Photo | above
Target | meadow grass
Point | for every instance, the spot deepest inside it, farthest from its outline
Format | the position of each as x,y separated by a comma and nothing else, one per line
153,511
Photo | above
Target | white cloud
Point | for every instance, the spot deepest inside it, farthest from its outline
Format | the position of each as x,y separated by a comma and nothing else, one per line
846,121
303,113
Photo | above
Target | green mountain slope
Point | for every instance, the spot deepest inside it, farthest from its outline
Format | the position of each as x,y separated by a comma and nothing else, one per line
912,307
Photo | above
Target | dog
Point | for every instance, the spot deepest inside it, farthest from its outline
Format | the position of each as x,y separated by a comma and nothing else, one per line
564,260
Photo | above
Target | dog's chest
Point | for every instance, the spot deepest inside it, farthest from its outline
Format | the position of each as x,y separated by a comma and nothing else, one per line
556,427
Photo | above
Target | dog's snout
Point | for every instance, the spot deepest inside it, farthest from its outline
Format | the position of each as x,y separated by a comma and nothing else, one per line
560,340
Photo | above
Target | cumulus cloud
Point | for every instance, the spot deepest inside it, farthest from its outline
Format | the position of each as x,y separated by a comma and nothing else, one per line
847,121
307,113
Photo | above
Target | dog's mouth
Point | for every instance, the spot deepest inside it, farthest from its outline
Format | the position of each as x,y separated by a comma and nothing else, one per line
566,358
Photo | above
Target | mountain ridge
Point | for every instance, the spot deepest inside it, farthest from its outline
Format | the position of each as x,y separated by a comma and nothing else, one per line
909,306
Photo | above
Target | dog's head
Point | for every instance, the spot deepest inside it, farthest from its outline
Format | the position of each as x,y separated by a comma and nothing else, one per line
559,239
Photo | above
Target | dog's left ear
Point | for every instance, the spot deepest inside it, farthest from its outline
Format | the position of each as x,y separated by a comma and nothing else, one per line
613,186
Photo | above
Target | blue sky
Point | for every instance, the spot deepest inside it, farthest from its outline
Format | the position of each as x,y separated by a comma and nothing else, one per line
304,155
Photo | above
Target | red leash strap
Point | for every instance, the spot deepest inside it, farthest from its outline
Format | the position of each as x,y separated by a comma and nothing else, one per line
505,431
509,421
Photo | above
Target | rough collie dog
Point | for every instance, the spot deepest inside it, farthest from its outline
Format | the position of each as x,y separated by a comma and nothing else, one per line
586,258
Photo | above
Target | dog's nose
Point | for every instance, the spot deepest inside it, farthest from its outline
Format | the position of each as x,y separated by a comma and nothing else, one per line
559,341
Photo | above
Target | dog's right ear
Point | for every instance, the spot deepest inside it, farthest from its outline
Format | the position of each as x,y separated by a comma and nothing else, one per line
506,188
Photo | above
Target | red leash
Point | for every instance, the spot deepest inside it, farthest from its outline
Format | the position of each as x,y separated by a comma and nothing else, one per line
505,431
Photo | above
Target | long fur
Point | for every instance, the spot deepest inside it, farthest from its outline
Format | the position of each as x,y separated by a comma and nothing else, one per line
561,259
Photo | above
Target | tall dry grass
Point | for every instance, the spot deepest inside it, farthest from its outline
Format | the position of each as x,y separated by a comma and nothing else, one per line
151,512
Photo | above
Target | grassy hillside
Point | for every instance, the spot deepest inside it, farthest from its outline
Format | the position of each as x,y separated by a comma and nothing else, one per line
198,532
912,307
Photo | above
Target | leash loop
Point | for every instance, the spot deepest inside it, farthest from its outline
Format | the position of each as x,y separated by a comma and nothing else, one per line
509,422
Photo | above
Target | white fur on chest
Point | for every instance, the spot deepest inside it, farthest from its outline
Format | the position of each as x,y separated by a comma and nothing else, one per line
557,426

### PROBLEM REQUIREMENTS
Repeat the data precisely, reproducing every entry.

### TASK SOLUTION
Photo | above
Target | meadow grass
Point | for every instance, the spot deepest inside it, farthest from its outline
Format | the position of each as x,y separated by a comma and nothing else, one per line
153,511
Photo | above
Target | white cloud
Point | for every instance, the spot deepest inside it, farthest from its outline
Format | the position of each as x,y separated by a comma and nothing else, one per line
846,121
303,113
Photo | above
Target | green mountain slope
Point | for every instance, the spot deepest inside it, farthest from its outline
Format | the position of each as x,y separated by a comma and nothing else, one per line
912,307
Photo | above
Target | dog
Point | for every instance, the spot deepest inside it, farthest from its outline
Format | the position of each as x,y separated by a comma and nothing else, one per line
564,260
Photo | above
Target | dog's chest
Point | for every instance, the spot deepest inside it, farthest from its outline
Format | the position of each as x,y separated by a comma and nothing else, one per line
556,427
Photo | above
Target | dog's snout
Point | for every instance, the spot deepest inside it, farthest from its outline
Format | the position of each as x,y separated by a comma and nothing else, one per line
560,340
Photo | above
Target | cumulus cloud
Point | for every instance, the spot deepest inside it, farthest from its outline
Format | the position of each as x,y separated by a comma and nothing else, one per line
847,121
307,113
Photo | above
Target | dog's mouth
Point | for every instance, the spot deepest inside it, farthest from its outline
Format | the position of each as x,y separated by a comma and nothing else, one per line
566,358
Photo | above
Target | mountain ridge
Point | for every instance, the spot deepest inside it, farthest from its outline
Format | the position of each as x,y separated by a comma and nothing else, one per line
909,306
Photo | above
Target | dog's head
Point | for every instance, the spot deepest inside it, farthest from its outline
Format | the position of each as x,y separated by a comma and nothing else, one per line
559,239
Photo | above
Target | dog's left ear
Point | for every instance, the spot deepest inside it, farthest from its outline
Format | the position of each as x,y separated by a comma and nothing else, one per line
613,186
Photo | above
Target | blue sky
Point | for every instance, the spot deepest inside it, farthest from its outline
Format | the position of each as x,y separated by a comma and nothing else, one per line
304,155
Photo | above
Target | red leash strap
Point | for every instance, the spot deepest inside it, farthest from its outline
Format | the position of each as x,y separated by a comma and nothing else, one per line
505,431
509,421
Photo | above
Target | rough collie dog
Point | for every instance, the spot deepest inside it, farthest from its outline
Format | the position of each as x,y separated by a comma and nothing else, one per line
586,258
Photo | above
Target | dog's nose
Point | for every instance, the spot deepest inside it, farthest from its outline
Format | the position of each as x,y separated by a comma and nothing else, one per line
559,341
Photo | above
Target | dog's right ear
Point | for every instance, the spot deepest inside it, farthest from its outline
Format | the position of each as x,y separated by a comma and nothing else, one per line
506,188
Photo | above
Target | red leash
Point | for every instance, the spot deepest inside it, farthest from its outline
Format | the position of each as x,y separated by a comma and nothing else, one per line
505,431
Photo | above
Target | long fur
Point | for every instance, the spot deepest inside it, farthest from its outline
Format | the position of each as x,y separated by a comma and nothing else, one per line
561,259
Photo | above
Target | tall dry grass
Point | for every instance, the spot deepest inside it, farthest from its outline
Format | the position of each as x,y separated by a comma and nothing else, one per line
151,512
Photo | above
Target | grassy hillside
Point | for every instance, the spot deepest inside it, farthest from its outline
Format | the position of each as x,y separated by a comma and nothing else, one per line
198,532
912,307
Photo | above
Target | leash loop
Point | for every instance, the spot deepest inside it, farthest from its outline
Format | the position of each as x,y separated by a comma and nothing else, one per line
509,422
Photo | above
Target | white fur on chest
Point | for every instance, the spot deepest inside it, farthest from its outline
Format | the position of each as x,y separated by a comma and nothing else, one per line
557,426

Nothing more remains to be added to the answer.